» What you are asked to do: Below are lines of data; restate word for word those running from the line containing "Per instance: inside" to the line containing "M 351 276 L", inclusive, and no others.

» Information shown:
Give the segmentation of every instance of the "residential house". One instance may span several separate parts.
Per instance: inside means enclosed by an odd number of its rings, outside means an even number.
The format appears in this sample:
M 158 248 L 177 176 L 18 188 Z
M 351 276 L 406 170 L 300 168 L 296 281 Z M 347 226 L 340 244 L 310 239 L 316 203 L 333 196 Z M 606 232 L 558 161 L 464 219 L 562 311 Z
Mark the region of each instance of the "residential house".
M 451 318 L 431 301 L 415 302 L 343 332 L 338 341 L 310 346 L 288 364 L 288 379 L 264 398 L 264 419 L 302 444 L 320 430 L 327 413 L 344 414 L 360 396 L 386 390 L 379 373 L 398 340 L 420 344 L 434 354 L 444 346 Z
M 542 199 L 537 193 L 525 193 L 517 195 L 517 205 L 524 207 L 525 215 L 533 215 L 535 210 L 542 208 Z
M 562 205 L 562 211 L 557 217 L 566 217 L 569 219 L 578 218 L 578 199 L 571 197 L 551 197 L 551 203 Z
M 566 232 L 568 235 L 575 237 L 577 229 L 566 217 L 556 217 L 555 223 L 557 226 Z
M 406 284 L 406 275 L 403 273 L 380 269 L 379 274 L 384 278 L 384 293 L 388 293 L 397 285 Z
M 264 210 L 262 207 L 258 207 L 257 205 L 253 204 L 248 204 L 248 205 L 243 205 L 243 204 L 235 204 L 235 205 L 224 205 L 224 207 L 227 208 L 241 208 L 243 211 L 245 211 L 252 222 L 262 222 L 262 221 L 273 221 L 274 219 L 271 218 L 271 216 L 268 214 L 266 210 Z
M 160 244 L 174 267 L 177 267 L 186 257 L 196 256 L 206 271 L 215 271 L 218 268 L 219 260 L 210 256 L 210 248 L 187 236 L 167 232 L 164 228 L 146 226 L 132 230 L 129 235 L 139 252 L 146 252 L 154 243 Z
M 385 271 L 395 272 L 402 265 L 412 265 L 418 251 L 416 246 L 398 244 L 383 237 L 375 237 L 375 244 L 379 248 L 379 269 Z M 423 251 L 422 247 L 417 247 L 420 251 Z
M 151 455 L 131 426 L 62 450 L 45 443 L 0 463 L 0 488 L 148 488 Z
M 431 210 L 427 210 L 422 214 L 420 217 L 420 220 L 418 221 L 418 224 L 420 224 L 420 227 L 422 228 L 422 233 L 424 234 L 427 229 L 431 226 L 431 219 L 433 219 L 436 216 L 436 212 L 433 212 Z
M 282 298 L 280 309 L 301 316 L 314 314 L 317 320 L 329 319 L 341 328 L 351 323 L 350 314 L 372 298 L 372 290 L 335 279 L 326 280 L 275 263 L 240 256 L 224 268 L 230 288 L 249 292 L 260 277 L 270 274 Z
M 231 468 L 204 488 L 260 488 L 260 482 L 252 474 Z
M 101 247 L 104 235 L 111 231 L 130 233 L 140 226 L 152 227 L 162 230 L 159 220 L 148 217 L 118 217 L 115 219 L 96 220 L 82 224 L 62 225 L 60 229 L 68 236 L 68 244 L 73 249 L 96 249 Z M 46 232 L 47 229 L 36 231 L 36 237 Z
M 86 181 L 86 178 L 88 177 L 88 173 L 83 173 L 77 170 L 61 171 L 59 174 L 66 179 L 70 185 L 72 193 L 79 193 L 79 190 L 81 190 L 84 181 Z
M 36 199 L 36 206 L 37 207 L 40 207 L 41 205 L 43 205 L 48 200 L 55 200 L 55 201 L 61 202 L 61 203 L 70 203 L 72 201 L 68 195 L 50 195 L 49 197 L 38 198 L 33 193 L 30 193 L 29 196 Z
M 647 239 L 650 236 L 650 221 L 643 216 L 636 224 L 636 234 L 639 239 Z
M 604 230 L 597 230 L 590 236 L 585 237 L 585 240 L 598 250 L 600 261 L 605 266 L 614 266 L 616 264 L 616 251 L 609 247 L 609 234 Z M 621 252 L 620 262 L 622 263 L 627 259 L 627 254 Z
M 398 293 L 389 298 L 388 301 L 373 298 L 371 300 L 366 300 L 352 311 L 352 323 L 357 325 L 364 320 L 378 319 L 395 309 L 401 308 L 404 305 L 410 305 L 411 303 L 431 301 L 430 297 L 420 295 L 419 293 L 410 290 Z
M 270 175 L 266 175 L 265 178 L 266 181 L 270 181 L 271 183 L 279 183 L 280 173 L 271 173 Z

» Result of the exercise:
Per instance: inside means enclosed by an odd number of its rings, outside means an even number.
The format appears in this sample:
M 158 248 L 177 176 L 18 188 Z
M 351 276 L 406 170 L 300 168 L 296 281 Z M 347 226 L 340 244 L 310 239 L 316 203 L 333 196 Z M 606 232 L 558 161 L 464 219 L 562 311 Z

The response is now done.